**What to produce:**
Arrange the items below as a two-column CSV with the headers instruction and points, one row per item, putting the item's text in the first field and its answer in the second. Quote each field, replace line breaks with spaces, and leave the pictures out.

— Start of Task data —

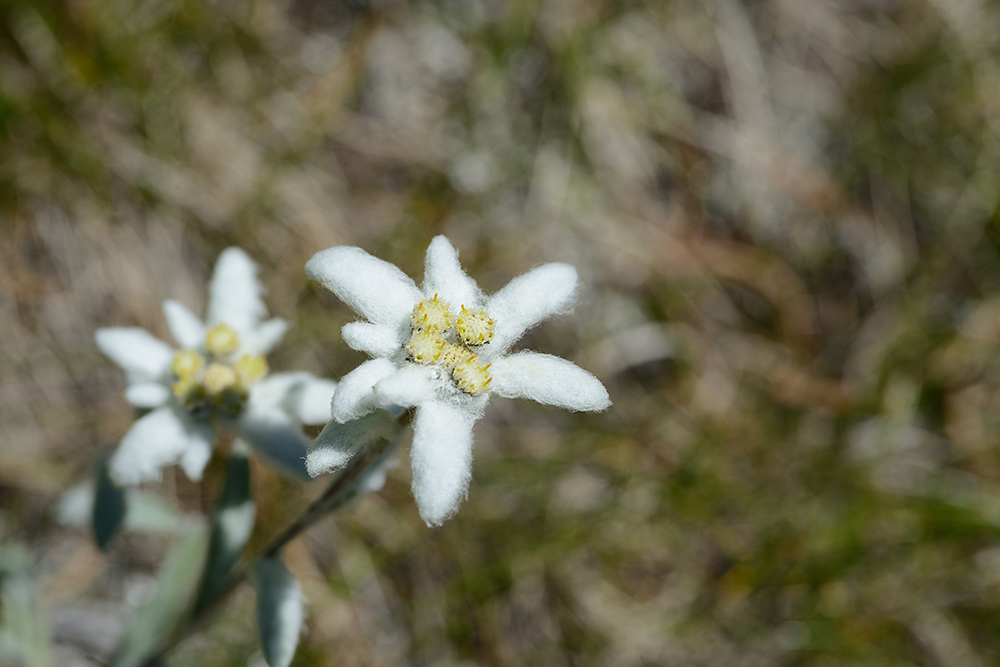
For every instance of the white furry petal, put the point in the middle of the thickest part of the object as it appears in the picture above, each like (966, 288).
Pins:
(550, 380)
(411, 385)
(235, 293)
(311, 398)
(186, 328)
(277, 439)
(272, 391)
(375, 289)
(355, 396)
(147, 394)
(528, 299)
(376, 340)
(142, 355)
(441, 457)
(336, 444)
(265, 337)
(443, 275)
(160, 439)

— End of Task data —

**Exercise response:**
instruction,points
"For every instance of the white furry petal, put the point in the middle of the thickest part of the object as it appears in the picture above, each like (966, 288). Pins:","(550, 380) (411, 385) (235, 293) (311, 398) (186, 328) (277, 439) (272, 391) (375, 289) (355, 396) (147, 394) (528, 299) (376, 340) (142, 355) (441, 457) (336, 444) (265, 337) (443, 275) (160, 439)"